**EXCERPTED DATA:**
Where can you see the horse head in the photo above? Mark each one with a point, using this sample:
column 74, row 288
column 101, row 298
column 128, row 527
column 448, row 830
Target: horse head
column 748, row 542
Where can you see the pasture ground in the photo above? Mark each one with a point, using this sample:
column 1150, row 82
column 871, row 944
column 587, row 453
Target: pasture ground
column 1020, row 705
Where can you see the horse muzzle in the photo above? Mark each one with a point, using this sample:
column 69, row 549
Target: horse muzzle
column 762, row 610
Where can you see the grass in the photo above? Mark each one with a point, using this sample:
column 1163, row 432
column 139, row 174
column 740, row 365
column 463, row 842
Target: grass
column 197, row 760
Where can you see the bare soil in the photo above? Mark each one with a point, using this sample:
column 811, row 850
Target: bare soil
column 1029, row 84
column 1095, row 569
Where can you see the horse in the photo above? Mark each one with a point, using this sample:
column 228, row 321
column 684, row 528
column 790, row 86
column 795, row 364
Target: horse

**REQUIREMENT:**
Transcribe every one of the rows above, reproducing each line verbatim and preserving its order.

**SOLVED PROBLEM:**
Where can you see the horse head in the photo above? Mark each one with a point, using this sample:
column 74, row 288
column 101, row 298
column 128, row 527
column 448, row 830
Target: horse head
column 748, row 542
Where can you see the pasture ground in the photo above? Mark each one with a point, using this sample:
column 1150, row 82
column 871, row 944
column 587, row 453
Target: pasture ground
column 1020, row 705
Where can you see the horse muzzle in the photo above? Mark each one with a point, using this sample:
column 69, row 549
Target: horse muzzle
column 762, row 610
Where can you see the grass in the photo above? Mark each one with a point, using this sample:
column 1163, row 432
column 139, row 174
column 740, row 365
column 463, row 842
Target: grass
column 197, row 760
Where can you see the bare soil in the photo above? Mark each one with a point, using this sample:
column 811, row 850
Target: bare soil
column 1029, row 84
column 1095, row 569
Where can you see the horse in the photo above? Mark each one with a point, using this sample:
column 228, row 321
column 684, row 528
column 790, row 86
column 795, row 364
Target: horse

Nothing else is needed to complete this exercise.